▶ _WORK TASK_: Report how many lines of the material contain the string "below". Add nothing beyond the number.
(STUDY MATERIAL Opens)
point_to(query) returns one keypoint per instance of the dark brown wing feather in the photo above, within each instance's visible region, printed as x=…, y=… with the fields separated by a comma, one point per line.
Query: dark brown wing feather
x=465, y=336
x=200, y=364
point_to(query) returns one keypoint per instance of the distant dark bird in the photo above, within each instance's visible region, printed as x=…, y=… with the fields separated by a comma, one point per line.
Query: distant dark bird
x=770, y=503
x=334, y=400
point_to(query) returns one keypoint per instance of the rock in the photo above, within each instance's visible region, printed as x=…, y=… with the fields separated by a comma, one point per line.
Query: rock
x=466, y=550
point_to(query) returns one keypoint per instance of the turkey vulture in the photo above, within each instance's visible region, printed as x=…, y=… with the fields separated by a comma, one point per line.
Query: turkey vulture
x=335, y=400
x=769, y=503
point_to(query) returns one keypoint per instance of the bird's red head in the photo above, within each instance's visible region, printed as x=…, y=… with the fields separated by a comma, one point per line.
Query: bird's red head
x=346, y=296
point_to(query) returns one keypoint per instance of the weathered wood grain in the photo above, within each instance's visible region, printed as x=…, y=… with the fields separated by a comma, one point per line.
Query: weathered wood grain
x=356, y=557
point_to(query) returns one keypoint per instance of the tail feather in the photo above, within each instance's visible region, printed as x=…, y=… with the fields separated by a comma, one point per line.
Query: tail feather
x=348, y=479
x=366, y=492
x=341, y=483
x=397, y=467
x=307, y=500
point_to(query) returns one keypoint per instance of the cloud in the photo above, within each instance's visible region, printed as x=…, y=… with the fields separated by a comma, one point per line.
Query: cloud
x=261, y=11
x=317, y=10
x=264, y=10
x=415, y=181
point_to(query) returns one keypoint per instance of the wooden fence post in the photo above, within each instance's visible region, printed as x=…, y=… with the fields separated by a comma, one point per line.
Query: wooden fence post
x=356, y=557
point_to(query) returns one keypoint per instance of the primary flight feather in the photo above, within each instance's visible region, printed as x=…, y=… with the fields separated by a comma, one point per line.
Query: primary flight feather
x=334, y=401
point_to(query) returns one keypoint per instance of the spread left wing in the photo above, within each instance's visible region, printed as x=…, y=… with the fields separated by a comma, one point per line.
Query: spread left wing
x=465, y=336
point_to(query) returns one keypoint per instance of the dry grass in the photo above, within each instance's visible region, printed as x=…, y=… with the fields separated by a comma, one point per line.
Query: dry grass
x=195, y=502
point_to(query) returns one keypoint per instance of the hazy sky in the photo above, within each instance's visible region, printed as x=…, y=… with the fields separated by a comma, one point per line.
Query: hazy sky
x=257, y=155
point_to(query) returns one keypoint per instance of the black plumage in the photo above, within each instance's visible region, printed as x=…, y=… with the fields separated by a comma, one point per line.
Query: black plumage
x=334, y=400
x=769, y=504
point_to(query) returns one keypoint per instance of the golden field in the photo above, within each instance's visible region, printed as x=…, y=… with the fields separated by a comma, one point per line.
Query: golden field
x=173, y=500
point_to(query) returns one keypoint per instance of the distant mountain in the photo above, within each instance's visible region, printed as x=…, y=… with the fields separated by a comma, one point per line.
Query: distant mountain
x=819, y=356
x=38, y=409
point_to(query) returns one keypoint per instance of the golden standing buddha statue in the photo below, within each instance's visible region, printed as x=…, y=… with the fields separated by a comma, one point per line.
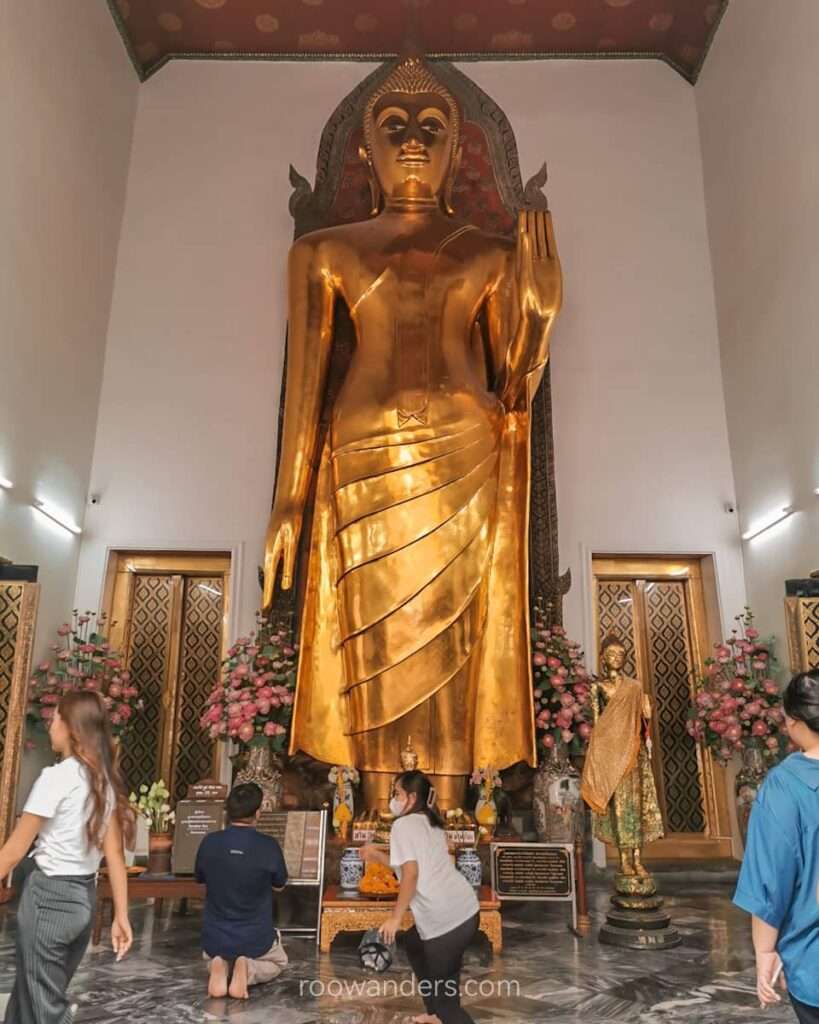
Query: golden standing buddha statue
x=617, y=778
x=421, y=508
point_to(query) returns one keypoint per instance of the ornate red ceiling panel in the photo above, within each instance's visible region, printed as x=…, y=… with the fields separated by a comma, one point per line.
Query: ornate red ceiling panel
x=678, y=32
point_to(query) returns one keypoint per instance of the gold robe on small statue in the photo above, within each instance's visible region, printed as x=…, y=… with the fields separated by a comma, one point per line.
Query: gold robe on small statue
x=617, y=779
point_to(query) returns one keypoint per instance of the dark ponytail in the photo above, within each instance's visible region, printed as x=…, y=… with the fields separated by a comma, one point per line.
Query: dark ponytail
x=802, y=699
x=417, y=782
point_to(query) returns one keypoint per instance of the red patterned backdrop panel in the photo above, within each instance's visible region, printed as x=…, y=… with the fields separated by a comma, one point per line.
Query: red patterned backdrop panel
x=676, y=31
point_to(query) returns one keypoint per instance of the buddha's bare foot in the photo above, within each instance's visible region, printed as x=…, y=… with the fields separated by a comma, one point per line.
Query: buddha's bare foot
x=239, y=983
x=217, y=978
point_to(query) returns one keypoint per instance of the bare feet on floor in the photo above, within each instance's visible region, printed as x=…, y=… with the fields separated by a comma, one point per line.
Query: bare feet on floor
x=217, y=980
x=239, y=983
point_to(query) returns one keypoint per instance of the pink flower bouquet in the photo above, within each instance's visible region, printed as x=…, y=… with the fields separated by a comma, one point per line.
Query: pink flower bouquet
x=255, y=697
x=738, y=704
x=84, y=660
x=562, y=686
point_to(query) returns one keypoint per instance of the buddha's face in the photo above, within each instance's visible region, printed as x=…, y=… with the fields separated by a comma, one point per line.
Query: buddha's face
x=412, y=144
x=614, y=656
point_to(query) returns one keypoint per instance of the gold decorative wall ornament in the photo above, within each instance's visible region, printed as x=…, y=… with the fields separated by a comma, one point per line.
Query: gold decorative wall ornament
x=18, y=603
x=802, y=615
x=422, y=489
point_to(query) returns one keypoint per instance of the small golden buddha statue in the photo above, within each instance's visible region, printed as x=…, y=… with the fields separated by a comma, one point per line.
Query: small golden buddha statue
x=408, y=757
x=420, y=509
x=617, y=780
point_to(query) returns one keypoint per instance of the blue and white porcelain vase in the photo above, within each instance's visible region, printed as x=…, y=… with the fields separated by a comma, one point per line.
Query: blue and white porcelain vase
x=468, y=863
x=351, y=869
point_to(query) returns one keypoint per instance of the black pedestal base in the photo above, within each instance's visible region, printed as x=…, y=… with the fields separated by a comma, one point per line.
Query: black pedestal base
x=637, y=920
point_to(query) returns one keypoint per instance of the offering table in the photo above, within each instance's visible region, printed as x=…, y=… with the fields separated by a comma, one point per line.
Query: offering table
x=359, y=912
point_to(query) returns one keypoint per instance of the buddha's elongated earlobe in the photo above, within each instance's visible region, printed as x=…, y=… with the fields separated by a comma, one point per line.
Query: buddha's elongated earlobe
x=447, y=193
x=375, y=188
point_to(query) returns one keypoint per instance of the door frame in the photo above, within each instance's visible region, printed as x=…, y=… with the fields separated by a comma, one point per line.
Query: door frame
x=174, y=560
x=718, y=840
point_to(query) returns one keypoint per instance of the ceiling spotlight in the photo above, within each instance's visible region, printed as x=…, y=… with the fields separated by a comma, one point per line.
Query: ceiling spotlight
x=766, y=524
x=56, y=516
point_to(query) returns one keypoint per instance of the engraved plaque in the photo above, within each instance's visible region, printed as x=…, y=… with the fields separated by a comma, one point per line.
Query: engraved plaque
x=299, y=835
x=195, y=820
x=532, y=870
(STUDY MATERIAL Closes)
(STUDY MATERIAL Opens)
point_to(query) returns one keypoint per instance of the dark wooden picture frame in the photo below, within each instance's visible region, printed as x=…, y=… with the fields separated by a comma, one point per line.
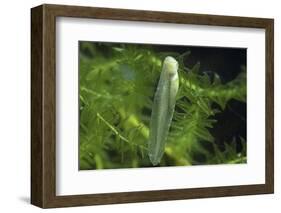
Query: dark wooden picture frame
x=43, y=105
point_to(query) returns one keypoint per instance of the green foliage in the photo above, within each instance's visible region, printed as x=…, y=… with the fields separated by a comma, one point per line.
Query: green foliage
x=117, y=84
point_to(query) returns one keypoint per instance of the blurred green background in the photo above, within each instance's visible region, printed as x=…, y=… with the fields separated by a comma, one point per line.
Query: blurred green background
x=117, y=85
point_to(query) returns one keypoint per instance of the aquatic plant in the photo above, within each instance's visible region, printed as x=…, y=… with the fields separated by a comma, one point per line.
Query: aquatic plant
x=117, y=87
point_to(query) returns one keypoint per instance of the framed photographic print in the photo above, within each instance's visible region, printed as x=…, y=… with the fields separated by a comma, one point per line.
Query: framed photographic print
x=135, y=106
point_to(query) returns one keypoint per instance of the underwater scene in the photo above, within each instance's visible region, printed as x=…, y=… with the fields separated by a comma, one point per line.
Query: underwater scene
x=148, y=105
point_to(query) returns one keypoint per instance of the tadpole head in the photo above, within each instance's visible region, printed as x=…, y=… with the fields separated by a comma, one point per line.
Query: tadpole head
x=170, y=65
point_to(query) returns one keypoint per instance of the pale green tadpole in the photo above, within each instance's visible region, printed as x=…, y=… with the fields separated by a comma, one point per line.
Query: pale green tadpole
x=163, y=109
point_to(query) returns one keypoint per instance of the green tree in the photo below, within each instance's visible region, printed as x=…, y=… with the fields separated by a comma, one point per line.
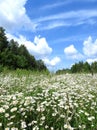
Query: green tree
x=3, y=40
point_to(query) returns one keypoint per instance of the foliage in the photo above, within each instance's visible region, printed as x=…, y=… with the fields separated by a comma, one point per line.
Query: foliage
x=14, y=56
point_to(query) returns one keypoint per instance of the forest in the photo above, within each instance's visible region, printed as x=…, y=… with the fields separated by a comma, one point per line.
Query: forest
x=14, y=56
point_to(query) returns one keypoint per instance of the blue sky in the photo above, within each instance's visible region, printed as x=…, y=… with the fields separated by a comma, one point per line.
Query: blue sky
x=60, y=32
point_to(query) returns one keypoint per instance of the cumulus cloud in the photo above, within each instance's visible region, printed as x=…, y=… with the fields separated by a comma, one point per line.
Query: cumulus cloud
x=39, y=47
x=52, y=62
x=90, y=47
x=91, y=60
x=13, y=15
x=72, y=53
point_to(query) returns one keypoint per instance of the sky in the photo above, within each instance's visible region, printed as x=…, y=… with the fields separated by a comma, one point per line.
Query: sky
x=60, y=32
(STUDY MATERIAL Closes)
(STUDY MATERIAL Opens)
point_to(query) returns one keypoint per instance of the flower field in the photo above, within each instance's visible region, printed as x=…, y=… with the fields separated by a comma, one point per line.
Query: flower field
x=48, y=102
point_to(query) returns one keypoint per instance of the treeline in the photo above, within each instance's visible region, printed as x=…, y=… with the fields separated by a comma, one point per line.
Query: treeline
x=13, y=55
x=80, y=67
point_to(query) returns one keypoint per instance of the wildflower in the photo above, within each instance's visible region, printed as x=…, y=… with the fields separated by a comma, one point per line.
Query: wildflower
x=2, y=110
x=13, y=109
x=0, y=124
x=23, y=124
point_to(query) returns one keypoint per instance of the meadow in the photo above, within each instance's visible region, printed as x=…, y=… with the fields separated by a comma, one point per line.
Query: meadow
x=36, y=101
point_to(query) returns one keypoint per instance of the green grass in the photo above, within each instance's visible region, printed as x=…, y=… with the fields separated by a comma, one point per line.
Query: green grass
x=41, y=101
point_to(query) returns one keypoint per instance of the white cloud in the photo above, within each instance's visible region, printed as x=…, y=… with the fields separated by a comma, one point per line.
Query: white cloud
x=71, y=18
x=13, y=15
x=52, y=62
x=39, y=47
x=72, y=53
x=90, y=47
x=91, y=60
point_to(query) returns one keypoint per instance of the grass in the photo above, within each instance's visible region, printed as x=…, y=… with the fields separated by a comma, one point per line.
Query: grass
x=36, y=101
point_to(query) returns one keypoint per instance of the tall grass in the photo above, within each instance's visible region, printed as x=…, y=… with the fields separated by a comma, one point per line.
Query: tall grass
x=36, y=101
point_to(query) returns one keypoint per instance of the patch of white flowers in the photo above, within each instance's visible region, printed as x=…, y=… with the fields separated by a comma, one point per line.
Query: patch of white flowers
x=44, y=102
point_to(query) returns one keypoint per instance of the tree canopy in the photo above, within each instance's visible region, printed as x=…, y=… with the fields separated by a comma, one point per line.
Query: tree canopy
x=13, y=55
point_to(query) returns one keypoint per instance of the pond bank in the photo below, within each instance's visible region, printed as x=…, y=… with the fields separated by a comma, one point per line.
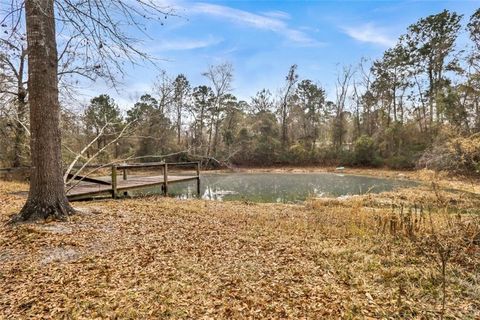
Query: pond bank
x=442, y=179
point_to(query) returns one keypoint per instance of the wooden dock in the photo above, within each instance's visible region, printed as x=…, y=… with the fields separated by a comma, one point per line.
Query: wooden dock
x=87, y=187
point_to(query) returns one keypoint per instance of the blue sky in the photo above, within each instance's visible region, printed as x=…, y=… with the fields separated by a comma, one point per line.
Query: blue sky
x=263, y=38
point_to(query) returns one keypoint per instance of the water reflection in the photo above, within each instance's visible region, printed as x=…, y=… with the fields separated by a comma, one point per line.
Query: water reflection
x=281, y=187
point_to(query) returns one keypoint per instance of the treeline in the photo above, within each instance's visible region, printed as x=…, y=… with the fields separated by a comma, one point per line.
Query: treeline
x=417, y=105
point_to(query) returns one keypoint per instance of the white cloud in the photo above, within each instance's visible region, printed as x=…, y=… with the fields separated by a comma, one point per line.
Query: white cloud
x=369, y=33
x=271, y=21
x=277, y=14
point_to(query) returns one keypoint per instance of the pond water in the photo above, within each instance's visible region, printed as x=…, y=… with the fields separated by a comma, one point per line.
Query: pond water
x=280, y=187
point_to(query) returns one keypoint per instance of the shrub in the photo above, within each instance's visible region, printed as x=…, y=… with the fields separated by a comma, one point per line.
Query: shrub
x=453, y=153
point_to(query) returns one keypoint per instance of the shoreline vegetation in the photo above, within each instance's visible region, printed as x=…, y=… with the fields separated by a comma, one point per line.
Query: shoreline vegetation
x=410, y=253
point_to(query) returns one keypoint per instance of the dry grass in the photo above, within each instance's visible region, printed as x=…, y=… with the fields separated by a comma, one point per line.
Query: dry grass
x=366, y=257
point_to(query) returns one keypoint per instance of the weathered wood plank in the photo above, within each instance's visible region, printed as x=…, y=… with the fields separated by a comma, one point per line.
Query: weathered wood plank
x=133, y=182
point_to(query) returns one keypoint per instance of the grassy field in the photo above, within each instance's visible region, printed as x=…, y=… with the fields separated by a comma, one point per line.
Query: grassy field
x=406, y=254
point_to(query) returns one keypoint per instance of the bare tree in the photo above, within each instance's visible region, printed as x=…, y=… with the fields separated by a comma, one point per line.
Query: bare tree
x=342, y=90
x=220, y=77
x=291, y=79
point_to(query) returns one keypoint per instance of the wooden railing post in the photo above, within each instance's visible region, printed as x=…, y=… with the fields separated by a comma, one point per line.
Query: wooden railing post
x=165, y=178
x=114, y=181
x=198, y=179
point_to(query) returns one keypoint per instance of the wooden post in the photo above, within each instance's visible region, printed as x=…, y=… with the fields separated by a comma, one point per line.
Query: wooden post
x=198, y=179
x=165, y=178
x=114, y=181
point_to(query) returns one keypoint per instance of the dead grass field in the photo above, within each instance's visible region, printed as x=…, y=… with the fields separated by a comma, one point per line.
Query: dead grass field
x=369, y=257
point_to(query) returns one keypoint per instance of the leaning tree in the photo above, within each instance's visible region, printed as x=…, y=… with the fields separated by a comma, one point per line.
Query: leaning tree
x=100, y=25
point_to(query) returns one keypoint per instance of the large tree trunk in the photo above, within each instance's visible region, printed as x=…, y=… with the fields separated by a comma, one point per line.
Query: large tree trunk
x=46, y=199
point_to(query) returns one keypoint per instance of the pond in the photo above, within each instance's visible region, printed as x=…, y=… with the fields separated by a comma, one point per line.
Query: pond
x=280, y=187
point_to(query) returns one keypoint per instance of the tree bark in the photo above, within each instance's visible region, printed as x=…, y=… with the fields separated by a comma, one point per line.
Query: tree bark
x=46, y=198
(STUDY MATERIAL Closes)
▶ _TASK OUTPUT_: 4